Continue the essay on rockism below from its last sentence, keeping its voice and line of argument.

GIVEN PASSAGE:
________________
Thinking About Rockism

The topic that’s lingered most from last month’s Pop Music Studies Conference at Experience Music Project is one that’s been going around for a while: the idea of ” rockism.” It’s a loaded word, partly because it means a bunch of different things in practice—it’s yay close to “racism” the way it’s sometimes used. For various people, it’s a term of praise for avoiding artifice or a description of unadventurous musical tastes or a word for just liking rock a whole lot. But it’s also a potentially useful concept for thinking about the way people write about popular music, and the way people experience it. The trick is to figure out exactly what it means.

Robert Christgau wrote in 1990 about “the ‘rockism’ debate that raged through the U.K. music press in the early ’80s”: Rockism, at that point, meant putting stock in rock’s “capacity to change lives or express truth”—as opposed to the kinds of pop that (a rockist would say) have more of a capacity to express pretty lies. To be a rockist, then and there, was to demand a perception of honesty in pop music, no matter how much artifice that honesty involved (and when you’re standing on a stage, playing an instrument and singing words you’ve memorized, there’s no getting around artifice, but that’s a whole other discussion).
________________
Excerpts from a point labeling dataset
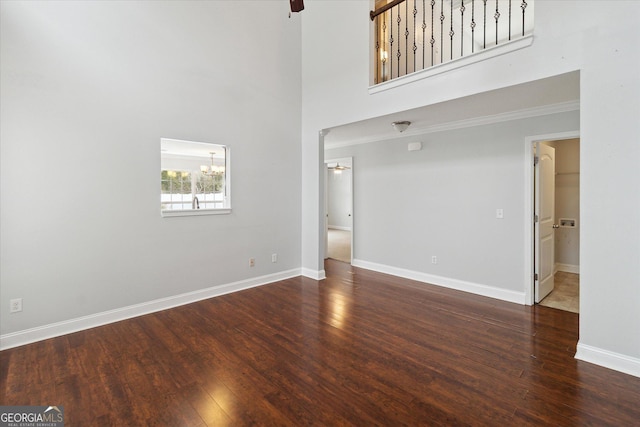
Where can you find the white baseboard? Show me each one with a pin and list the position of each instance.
(460, 285)
(608, 359)
(39, 333)
(314, 274)
(567, 268)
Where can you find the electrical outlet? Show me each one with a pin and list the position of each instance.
(15, 305)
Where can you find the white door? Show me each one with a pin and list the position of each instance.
(545, 171)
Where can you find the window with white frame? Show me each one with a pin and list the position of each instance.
(194, 178)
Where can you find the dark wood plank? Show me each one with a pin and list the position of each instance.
(359, 348)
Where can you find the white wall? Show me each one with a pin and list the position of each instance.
(87, 91)
(600, 39)
(442, 200)
(567, 204)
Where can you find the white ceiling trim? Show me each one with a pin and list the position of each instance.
(544, 110)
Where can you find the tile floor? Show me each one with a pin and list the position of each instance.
(566, 293)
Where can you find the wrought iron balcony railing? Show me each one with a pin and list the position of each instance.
(414, 35)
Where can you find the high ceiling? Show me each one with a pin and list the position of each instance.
(539, 97)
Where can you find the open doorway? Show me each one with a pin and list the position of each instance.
(338, 209)
(557, 224)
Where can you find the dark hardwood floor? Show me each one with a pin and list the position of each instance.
(359, 348)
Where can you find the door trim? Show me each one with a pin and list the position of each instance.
(346, 161)
(529, 194)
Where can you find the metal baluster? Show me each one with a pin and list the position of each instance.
(473, 26)
(523, 6)
(424, 27)
(497, 16)
(451, 32)
(462, 9)
(384, 52)
(378, 57)
(406, 38)
(484, 42)
(399, 54)
(433, 40)
(390, 44)
(441, 31)
(415, 46)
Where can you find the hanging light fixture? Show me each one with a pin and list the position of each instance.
(212, 170)
(401, 126)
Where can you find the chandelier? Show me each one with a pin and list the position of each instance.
(212, 170)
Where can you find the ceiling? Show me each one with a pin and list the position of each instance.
(553, 94)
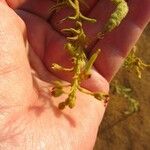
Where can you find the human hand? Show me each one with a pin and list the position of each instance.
(29, 116)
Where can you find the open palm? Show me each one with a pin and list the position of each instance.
(30, 41)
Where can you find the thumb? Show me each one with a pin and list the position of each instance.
(15, 74)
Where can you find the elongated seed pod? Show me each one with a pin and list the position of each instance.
(117, 16)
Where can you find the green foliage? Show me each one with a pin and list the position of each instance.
(76, 47)
(117, 16)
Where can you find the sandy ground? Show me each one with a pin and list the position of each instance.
(122, 132)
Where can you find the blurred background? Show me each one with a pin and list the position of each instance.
(119, 131)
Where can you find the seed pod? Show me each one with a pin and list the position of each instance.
(117, 16)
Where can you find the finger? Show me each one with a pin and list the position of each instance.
(117, 44)
(49, 45)
(15, 75)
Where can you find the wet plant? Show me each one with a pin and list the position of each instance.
(76, 46)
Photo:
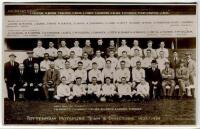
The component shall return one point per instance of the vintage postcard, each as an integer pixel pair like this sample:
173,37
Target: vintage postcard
99,63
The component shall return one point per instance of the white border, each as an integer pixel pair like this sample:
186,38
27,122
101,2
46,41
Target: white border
103,126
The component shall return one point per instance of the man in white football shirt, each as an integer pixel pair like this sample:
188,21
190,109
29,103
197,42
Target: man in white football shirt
52,51
64,49
38,52
59,62
99,60
80,72
73,60
122,48
122,72
149,47
125,58
162,48
95,72
78,51
136,46
68,73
________________
EXPECTED OUTPUT:
This past October, Kelefa Sanneh threw “rockism” back onto the coals in a widely discussed New York Times article. For him, rockism is the aesthetic that defines itself by building barriers against what rock isn’t. It means, he says, “idolizing the authentic old legend (or underground hero) while mocking the latest pop star; lionizing punk while barely tolerating disco; loving the live show and hating the music video.” And Daphne Brooks gave a fascinating talk at the EMP conference, “Guided by Voices: Some Thoughts About Raging Against Rockism,” wondering what “a black feminist rock criticism” would be.

Still, there hasn’t beena clear definition of rockism, and I’d like to propose one—a very narrow one, to keep its meaning from bleeding too far out. Rockism, let’s say, is treating rock as normative. In the rockist view, rock is the standard state of popular music: the kind to which everything else is compared, explicitly or implicitly. So, for instance, it’s a rockist opinion that pre-stereo-era blues and country are interesting less in their own right than because they anticipated rock, or that Run-D.M.C. and Alison Krauss are notable because their virtues are also the virtues of rock, or that Ciara’s Goodies isn’t interesting because it fails to act like rock.

Now, the interesting thing about that formulation of “rockism” is that it’s not intrinsically rockist to love rock, or to write about it; you can also mostly care about R&B or norteño or bubblegum pop but discuss them in a rockist way. It’s hard to get around rockism, though, because it’s built into the way people talk informally about whatever kinds of popular music interest them. (If Usher or Eliza Carthy or Autechre do something amazing, it rocks.)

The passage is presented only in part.